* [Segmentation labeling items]
******************************

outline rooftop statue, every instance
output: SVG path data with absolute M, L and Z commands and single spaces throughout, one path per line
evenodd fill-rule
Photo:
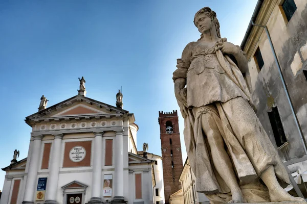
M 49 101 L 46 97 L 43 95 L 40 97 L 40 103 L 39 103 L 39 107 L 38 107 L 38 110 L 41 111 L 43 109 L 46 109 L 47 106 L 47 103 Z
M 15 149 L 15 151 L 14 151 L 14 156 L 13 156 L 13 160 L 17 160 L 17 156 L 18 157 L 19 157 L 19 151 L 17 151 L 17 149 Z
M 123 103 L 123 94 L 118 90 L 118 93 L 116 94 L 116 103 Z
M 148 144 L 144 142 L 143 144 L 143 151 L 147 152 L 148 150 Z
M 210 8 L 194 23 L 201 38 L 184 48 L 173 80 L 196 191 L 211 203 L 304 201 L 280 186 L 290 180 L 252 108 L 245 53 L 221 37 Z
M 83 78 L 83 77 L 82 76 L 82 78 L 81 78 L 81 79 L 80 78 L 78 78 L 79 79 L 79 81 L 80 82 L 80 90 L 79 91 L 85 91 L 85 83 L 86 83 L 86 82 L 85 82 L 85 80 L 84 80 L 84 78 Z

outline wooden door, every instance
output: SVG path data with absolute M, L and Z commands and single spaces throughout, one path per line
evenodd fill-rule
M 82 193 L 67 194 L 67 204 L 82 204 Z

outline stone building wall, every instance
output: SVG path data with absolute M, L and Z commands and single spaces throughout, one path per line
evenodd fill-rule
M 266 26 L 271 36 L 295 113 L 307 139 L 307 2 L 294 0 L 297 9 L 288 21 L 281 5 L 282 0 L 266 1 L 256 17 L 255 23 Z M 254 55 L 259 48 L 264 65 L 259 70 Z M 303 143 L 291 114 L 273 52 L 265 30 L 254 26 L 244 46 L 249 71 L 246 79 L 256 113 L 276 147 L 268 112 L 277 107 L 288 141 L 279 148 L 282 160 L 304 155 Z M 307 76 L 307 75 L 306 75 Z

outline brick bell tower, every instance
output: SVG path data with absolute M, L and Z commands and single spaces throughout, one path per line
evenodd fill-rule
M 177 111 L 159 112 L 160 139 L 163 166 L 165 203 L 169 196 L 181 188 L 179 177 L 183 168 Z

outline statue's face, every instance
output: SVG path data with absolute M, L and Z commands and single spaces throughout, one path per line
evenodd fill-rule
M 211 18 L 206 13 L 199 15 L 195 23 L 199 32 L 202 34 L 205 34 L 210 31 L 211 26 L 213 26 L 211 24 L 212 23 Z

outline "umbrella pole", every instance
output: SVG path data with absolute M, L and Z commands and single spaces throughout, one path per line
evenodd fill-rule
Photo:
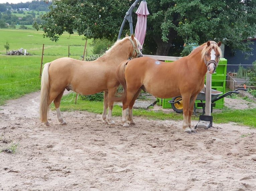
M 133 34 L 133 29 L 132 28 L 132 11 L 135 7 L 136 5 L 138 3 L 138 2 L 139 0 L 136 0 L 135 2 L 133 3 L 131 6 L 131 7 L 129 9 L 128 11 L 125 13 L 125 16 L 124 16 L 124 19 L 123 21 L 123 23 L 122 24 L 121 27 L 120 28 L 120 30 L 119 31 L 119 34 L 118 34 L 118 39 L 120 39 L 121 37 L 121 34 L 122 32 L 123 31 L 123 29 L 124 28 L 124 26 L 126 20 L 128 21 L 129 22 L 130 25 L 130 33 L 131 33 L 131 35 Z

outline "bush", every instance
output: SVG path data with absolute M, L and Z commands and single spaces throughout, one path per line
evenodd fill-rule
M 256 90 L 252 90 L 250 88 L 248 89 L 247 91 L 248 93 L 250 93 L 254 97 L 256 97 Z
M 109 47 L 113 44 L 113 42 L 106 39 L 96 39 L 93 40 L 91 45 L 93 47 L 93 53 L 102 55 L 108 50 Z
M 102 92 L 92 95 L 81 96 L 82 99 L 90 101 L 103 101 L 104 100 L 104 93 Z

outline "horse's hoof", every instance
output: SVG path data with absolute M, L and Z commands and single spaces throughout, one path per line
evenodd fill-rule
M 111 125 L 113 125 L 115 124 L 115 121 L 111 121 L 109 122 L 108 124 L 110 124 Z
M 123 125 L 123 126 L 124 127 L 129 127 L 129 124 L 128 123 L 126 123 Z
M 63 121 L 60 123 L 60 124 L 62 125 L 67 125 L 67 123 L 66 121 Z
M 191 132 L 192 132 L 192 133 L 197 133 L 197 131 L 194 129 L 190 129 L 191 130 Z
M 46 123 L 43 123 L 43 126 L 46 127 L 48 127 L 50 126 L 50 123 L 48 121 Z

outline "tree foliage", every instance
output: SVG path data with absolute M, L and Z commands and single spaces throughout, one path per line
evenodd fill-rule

******************************

* [Objective] Please scale everything in the listing from the line containing "outline statue's face, every instance" down to the line containing "M 133 34 L 133", including both of those lines, and give back only those lines. Keep every text line unchanged, multiply each coordinate in the path data by 0.8 with rounding to whole numbers (halves round up), and leave the pictures out.

* [Exercise answer]
outline statue's face, every instance
output: SVG path data with absolute M, L and Z commands and single spaces throughout, one path per line
evenodd fill-rule
M 169 14 L 165 10 L 159 12 L 156 18 L 159 26 L 162 27 L 164 27 L 168 25 L 169 21 L 170 21 L 169 19 L 170 18 Z

outline "umbrella pole", every instance
output: SVG path data with absolute M, L and Z commands and single spaces throughout, one path per line
evenodd fill-rule
Photo:
M 106 27 L 106 23 L 106 22 L 106 9 L 108 6 L 109 4 L 110 2 L 110 2 L 111 0 L 109 0 L 108 2 L 106 2 L 105 5 L 105 6 L 103 7 L 102 9 L 100 10 L 100 13 L 99 13 L 99 15 L 98 17 L 98 18 L 98 19 L 97 22 L 96 22 L 96 24 L 95 25 L 95 27 L 94 27 L 94 31 L 96 31 L 97 30 L 97 27 L 98 26 L 98 25 L 98 23 L 99 22 L 99 21 L 101 16 L 102 17 L 103 18 L 104 20 L 104 26 L 105 26 L 105 28 Z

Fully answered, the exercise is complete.